Segment Start: PASSAGE PROVIDED

Photographs © Ian Pittaway.

This is the last of eight articles about the iconography of Beverley Minster in Yorkshire: 71 musical minstrels carved in stone and wood in the 14th century; musical misericords of the 16th century; and neo-Gothic musicians carved in the early 20th century. Beverley Minster has more medieval musicians and more misericords than any other church in the world.

The first article gives a potted history of the building being established in the 8th century, then expanded in the 13th and 14th century, then the medieval minstrels being smashed by Puritans in the 16th-17th century and restored in the late 19th and early 20th century. The second, third and fourth articles describe all the 14th century carvings of musicians, and the fifth sought to answer the question: why are there so many more medieval minstrels in this church than anywhere else? The sixth article explains the meanings of the 14th century allegorical carvings; and the seventh describes the musical misericords of 1520 and the neo-Gothic organ screen of 1878–80 and 1919. This final article seeks to answer one central question: why, in the modern age, has the Minster’s medieval iconography been so poorly served?

Segment End: PASSAGE PROVIDED
Segment Start: RECORDED INFORMATION

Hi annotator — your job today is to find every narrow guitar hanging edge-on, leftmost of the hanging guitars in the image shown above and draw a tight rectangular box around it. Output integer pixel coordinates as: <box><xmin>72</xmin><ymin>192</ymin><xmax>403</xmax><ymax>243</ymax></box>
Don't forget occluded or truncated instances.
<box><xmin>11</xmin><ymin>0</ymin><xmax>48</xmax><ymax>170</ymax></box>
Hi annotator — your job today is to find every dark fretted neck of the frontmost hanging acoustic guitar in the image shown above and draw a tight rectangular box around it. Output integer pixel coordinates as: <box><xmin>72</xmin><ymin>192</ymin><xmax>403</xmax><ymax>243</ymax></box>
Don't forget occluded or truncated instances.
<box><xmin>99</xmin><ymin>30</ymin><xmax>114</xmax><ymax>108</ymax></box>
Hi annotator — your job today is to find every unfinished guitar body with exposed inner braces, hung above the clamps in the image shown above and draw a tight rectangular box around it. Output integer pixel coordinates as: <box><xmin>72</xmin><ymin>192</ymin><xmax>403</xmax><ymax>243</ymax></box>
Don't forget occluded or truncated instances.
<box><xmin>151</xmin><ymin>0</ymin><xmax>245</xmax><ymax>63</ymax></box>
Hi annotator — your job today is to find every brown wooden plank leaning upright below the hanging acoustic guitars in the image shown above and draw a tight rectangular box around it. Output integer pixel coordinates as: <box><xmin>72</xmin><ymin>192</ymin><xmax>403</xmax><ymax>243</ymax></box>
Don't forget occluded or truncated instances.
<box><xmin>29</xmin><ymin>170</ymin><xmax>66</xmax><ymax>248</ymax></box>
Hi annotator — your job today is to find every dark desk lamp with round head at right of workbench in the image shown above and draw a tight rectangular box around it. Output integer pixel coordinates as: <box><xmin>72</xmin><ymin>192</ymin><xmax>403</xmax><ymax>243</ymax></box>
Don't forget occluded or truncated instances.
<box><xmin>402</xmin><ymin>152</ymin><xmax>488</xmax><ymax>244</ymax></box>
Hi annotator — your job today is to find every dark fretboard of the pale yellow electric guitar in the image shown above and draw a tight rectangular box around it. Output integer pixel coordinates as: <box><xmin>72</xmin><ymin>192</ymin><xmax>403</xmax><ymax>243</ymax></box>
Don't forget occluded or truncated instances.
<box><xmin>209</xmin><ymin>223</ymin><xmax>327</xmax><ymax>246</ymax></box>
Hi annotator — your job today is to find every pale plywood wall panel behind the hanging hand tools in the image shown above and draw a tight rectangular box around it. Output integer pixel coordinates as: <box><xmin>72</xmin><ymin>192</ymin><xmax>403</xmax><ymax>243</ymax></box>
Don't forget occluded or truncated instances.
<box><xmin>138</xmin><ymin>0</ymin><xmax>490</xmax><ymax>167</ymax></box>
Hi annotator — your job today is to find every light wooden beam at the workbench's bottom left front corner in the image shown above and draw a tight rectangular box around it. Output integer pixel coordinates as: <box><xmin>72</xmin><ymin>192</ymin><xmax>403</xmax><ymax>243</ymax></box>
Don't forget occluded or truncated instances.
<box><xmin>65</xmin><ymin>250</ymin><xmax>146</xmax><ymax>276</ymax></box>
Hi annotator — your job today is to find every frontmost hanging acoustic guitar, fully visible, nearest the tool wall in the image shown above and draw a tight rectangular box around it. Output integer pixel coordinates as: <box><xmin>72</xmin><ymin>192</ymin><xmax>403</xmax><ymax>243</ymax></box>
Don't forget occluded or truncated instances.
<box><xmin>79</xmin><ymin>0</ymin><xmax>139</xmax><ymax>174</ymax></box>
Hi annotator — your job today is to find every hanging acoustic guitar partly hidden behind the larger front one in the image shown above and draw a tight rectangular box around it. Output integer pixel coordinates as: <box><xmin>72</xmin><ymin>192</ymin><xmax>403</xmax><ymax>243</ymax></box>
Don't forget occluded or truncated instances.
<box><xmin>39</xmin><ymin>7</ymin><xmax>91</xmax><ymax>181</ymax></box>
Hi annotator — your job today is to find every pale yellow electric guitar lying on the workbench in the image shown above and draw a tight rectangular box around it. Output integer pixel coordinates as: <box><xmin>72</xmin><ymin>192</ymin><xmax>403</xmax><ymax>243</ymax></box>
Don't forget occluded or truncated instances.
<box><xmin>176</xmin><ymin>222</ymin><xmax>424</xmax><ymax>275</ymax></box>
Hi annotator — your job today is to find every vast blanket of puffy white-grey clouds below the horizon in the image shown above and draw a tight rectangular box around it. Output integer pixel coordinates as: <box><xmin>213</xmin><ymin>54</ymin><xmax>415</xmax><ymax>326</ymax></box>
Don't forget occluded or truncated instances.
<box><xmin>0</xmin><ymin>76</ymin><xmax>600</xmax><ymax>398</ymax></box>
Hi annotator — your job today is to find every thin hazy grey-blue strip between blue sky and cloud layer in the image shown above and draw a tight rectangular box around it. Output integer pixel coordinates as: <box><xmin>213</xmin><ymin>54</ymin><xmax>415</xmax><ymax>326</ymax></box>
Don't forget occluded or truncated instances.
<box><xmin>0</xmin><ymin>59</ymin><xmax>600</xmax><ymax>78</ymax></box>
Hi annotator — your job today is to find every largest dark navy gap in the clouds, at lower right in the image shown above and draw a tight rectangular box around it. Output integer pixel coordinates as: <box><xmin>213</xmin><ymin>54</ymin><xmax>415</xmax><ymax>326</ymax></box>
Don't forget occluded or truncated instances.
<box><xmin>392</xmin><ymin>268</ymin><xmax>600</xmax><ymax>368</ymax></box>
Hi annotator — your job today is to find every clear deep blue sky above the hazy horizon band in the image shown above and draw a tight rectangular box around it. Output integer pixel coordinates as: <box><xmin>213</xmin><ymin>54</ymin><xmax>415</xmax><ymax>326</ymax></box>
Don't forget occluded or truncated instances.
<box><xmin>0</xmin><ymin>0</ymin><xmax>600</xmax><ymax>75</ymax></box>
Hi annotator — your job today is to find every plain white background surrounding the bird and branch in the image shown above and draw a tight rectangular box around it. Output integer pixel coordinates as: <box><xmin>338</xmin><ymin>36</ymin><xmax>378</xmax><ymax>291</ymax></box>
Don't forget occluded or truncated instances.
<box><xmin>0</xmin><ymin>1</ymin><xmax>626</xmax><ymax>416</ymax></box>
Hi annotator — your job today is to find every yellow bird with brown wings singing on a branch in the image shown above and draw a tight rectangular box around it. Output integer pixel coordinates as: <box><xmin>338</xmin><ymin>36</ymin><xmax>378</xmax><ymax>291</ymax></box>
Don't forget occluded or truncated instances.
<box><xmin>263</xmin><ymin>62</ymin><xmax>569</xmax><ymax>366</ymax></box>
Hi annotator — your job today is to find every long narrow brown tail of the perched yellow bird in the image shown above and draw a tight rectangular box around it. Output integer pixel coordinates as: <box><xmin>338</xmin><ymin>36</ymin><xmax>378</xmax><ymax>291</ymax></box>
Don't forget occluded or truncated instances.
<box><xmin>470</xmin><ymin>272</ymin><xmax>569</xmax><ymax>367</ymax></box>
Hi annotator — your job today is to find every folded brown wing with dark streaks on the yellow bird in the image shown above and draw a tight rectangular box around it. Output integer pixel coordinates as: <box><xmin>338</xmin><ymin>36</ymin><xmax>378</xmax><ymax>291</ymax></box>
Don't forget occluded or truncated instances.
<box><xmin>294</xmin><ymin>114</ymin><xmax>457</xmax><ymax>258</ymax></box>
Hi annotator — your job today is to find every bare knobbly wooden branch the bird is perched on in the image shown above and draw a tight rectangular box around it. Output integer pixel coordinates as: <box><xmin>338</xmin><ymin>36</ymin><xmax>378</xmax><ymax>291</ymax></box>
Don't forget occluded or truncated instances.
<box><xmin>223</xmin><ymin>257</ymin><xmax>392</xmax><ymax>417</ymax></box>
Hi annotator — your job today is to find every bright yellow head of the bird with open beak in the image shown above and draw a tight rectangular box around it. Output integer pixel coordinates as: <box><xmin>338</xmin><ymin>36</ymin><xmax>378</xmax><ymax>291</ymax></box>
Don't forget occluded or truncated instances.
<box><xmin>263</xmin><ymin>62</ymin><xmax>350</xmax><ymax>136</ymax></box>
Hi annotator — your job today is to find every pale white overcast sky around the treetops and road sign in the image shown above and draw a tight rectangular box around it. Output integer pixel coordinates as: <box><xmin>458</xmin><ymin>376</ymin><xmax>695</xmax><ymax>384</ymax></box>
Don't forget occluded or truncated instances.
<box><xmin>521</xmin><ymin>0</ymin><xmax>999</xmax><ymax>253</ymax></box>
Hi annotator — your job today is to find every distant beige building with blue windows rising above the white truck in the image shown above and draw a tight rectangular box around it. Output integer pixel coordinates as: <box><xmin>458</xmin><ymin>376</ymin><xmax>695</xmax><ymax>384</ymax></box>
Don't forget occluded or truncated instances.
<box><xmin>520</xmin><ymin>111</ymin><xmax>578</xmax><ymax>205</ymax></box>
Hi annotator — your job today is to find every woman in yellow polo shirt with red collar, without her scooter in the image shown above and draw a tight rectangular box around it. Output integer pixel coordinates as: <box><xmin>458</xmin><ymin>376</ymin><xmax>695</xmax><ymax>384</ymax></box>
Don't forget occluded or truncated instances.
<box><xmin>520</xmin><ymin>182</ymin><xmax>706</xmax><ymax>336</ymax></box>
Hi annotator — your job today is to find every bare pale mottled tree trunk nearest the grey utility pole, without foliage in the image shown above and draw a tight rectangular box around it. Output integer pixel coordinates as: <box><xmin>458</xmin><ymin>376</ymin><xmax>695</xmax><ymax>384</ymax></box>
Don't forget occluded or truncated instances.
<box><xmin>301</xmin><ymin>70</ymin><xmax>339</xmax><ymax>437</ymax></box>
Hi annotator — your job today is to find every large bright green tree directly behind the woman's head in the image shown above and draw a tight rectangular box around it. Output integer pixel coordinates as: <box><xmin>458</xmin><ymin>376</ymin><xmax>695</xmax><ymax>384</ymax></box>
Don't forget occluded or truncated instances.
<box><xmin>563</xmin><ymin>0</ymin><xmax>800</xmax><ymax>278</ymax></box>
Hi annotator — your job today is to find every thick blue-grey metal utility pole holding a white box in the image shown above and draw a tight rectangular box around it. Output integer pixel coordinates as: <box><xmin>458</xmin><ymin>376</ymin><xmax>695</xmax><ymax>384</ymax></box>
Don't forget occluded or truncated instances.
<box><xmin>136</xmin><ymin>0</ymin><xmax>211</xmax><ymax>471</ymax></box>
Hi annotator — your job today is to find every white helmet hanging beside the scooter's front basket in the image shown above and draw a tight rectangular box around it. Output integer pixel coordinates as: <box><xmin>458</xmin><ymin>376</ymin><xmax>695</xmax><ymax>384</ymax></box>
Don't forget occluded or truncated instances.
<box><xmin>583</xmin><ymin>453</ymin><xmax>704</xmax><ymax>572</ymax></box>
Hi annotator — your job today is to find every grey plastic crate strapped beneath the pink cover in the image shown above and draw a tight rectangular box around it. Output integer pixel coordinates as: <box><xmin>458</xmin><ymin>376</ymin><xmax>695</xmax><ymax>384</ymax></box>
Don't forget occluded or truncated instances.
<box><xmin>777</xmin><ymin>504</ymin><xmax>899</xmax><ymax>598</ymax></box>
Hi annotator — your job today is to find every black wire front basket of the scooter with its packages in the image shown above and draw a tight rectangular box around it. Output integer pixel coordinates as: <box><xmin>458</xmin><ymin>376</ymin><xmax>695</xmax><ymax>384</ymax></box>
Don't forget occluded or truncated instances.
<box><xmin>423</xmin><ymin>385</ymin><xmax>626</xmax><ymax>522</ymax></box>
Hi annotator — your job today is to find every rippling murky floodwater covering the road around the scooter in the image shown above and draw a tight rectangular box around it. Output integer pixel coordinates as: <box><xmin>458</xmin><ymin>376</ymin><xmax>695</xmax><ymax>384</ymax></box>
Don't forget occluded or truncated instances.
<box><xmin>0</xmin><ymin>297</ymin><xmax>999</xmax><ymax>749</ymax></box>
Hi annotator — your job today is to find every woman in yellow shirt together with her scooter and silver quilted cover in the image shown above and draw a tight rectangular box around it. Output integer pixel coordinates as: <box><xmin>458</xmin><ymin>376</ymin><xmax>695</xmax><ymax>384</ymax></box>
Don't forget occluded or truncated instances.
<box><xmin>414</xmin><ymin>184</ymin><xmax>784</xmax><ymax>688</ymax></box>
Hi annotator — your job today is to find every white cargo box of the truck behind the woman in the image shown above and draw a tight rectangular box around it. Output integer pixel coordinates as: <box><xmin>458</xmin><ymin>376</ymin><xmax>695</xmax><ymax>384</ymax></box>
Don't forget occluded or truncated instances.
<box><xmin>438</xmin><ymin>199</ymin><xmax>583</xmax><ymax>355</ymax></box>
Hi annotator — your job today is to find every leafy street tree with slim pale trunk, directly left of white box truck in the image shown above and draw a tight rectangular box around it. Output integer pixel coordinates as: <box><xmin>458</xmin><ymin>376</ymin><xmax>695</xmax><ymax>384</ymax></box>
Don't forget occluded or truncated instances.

Segment End: RECORDED INFORMATION

** APPLY WHAT YOU READ **
**1.** Decide whether each statement agrees with the Beverley Minster passage. Answer yes or no and quote the words that settle it.
(a) Beverley Minster has more misericords than any other church in the world.
(b) The musical misericords date from the 14th century.
(c) The first article explains the meanings of the allegorical carvings.
**2.** Using the Beverley Minster passage, answer each question briefly.
(a) How many musical minstrels were carved in stone and wood in the 14th century?
(b) Who smashed the medieval minstrels?
(c) In which years was the neo-Gothic organ screen made?

** REPLIES **
**1.**
(a) Yes: "Beverley Minster has more medieval musicians and more misericords than any other church in the world."
(b) No: "musical misericords of the 16th century"
(c) No: "The sixth article explains the meanings of the 14th century allegorical carvings"

**2.**
(a) 71
(b) Puritans
(c) 1878–80 and 1919